▽
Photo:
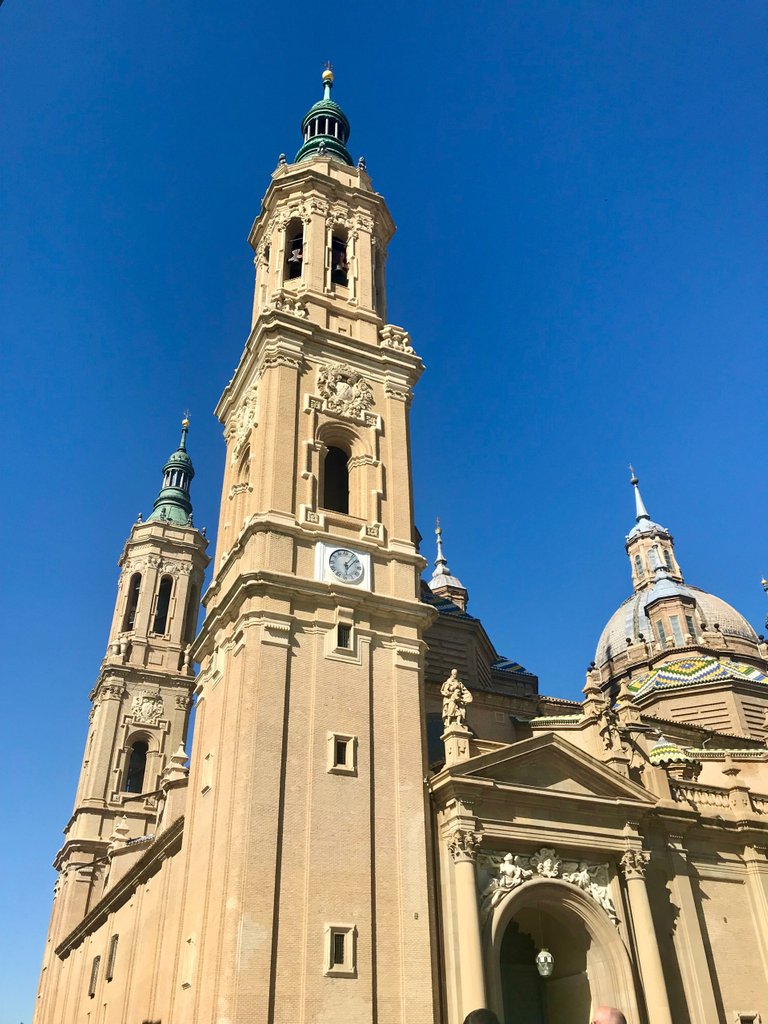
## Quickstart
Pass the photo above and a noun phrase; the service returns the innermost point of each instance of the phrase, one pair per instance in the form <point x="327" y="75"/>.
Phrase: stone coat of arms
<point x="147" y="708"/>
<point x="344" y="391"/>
△
▽
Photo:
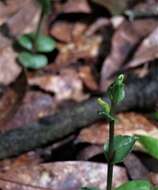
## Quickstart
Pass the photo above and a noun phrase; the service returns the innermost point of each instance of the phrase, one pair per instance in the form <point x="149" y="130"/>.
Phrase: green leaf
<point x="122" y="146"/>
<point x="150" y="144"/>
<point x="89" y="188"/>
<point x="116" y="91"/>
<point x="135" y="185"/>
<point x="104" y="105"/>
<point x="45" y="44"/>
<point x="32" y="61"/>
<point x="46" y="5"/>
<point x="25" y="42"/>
△
Exercise requirements: What lines in the data hold the word "innermost"? Return them.

Answer section:
Pass the photo above and a noun phrase; the service returns the innermost point of each instance of the phrase, one pair per instance in the form <point x="327" y="75"/>.
Pass the photo above and a noun phrase; the service returns the innermost point of each instance of the phrase, one pair per instance in the form <point x="149" y="130"/>.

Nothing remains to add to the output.